*Job item*
Rewrite the material starting at the line that contains "Each <instance> block" and ending at the line that contains "negative clicks: (795, 529)", switching "positive" to "foreground" and leaving everything else unchanged.

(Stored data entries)

******

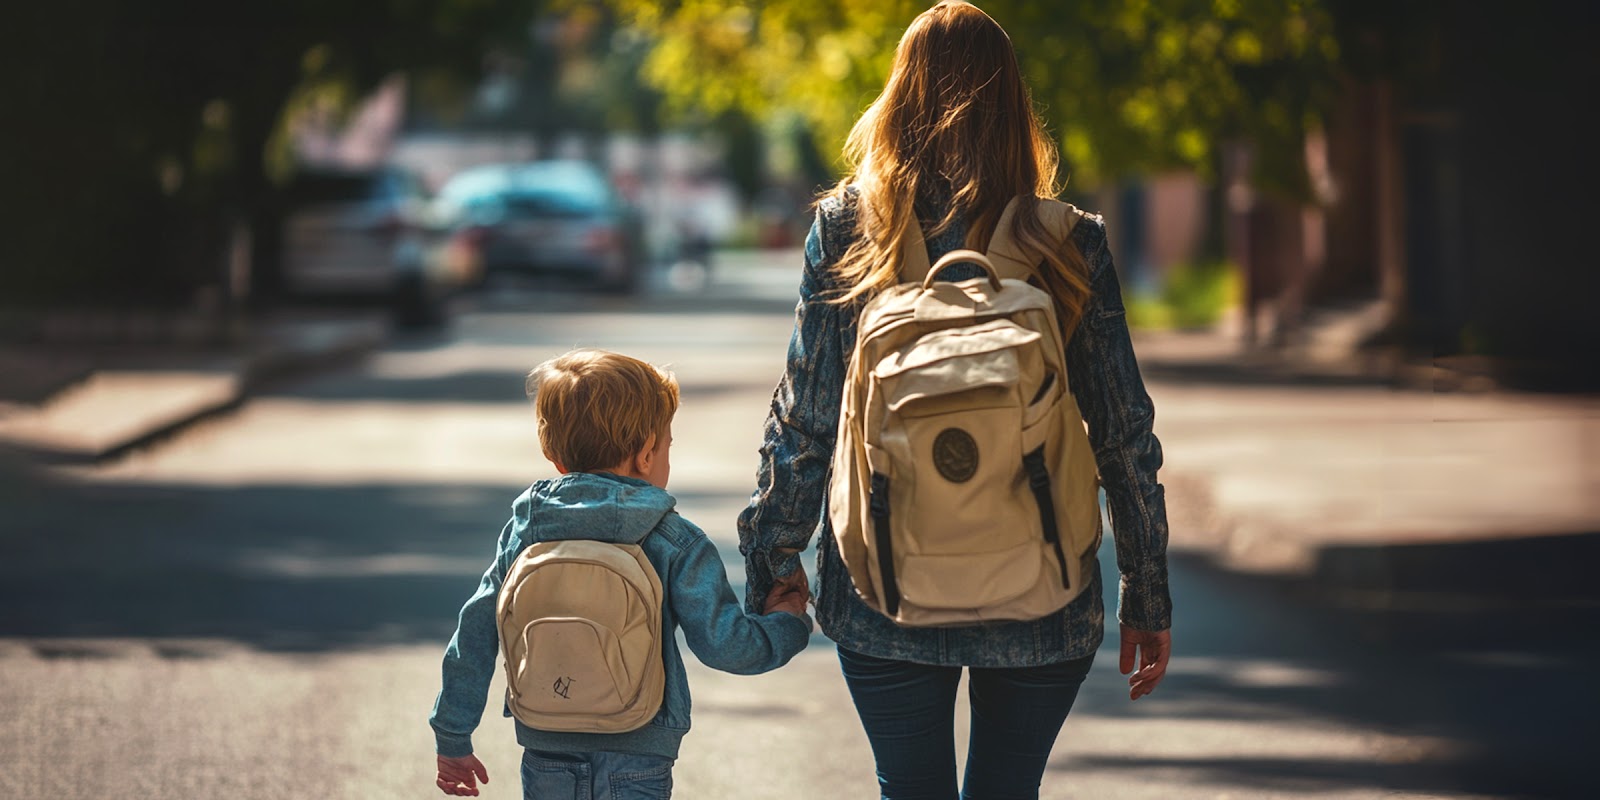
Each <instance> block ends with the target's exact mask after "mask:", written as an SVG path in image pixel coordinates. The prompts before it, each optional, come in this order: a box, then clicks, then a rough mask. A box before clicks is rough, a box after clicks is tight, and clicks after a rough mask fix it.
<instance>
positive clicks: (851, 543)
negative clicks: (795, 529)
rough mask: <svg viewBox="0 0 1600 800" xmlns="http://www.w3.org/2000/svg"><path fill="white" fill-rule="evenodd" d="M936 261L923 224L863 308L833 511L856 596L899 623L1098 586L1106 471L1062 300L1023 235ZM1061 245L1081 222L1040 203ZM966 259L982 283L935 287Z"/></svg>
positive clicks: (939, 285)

******

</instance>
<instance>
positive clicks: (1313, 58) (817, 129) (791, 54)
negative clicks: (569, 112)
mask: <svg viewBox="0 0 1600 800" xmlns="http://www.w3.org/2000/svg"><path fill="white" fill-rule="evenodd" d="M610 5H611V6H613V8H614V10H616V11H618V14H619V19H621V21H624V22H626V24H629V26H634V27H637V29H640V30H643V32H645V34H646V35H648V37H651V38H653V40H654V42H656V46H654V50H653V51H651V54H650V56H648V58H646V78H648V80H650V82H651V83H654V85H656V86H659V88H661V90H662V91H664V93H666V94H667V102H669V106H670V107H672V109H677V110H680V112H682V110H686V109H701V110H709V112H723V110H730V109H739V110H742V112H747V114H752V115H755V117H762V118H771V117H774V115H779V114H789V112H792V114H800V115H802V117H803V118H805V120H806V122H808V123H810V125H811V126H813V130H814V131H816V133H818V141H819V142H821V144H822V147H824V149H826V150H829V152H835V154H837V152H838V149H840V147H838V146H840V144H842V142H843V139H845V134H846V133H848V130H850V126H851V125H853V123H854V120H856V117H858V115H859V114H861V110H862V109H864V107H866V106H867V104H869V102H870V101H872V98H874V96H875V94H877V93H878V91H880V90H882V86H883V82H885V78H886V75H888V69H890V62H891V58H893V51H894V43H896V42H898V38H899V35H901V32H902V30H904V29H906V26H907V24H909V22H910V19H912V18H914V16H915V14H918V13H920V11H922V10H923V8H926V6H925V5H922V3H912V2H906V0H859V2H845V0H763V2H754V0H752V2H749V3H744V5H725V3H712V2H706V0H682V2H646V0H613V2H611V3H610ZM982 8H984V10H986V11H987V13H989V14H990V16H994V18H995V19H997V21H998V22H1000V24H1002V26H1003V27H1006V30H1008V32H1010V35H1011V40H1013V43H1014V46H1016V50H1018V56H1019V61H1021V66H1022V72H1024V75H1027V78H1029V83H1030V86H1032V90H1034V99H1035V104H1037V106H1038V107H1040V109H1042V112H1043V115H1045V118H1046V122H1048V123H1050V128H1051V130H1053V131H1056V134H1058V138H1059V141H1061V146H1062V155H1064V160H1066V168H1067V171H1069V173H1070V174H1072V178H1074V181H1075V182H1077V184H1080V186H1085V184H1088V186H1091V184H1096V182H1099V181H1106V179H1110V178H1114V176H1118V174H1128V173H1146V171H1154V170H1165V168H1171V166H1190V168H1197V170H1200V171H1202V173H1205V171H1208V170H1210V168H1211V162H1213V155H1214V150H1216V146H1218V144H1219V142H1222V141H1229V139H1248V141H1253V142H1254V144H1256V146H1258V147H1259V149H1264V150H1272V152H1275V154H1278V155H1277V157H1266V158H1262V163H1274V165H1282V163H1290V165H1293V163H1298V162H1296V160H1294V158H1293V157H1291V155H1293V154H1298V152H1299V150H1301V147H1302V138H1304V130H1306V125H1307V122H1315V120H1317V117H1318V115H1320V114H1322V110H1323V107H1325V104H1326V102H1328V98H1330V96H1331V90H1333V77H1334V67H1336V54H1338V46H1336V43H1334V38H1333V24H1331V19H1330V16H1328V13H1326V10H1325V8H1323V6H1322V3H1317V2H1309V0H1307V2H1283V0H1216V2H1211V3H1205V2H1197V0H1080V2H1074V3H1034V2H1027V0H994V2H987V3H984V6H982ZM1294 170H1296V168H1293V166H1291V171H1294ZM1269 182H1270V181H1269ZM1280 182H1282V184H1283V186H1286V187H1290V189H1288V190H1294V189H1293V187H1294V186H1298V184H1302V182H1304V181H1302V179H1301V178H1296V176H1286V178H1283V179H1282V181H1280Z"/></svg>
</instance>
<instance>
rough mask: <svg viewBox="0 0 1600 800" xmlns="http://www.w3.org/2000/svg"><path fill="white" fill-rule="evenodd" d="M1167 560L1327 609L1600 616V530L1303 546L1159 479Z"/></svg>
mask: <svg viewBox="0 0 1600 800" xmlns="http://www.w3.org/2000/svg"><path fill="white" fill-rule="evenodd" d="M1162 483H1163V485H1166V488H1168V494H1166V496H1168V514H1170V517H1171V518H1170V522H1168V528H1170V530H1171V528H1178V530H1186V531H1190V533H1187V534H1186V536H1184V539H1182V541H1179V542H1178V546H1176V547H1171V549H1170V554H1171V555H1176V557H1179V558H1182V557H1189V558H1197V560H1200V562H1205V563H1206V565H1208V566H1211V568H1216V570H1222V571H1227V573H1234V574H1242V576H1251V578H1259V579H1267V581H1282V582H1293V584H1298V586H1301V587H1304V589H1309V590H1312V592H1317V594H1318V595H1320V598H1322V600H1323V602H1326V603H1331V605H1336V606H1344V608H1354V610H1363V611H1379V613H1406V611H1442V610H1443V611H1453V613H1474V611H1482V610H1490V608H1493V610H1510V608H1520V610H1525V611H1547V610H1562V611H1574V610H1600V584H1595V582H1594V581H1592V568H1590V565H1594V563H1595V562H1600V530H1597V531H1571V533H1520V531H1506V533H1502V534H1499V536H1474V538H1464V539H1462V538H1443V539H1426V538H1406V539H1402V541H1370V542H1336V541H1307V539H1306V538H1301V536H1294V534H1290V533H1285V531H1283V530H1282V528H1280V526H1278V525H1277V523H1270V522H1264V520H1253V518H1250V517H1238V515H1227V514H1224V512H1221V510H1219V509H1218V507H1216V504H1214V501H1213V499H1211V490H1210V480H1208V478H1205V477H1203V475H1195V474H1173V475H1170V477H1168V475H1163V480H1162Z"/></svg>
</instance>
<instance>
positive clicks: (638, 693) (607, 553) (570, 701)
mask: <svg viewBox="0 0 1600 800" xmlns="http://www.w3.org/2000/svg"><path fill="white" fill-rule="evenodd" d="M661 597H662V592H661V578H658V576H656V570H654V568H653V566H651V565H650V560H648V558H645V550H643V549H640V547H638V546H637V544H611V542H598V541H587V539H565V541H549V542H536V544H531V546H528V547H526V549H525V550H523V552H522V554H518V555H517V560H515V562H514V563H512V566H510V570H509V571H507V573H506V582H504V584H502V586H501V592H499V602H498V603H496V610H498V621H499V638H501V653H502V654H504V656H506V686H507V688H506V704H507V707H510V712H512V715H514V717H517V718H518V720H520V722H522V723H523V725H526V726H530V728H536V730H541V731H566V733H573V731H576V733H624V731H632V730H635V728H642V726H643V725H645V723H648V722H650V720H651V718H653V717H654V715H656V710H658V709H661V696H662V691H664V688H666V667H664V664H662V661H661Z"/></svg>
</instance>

******

*Task result*
Each <instance> block ends with the target's exact mask after "mask:", written as an SVG path in image pixel coordinates. The prompts before it, each optional, come in this order: a box, then clicks, then a rough mask. A box before clicks is rough, a box after clicks is tight, and clicks after a rough mask fix it.
<instance>
foreground clicks: (851, 543)
negative clicks: (795, 529)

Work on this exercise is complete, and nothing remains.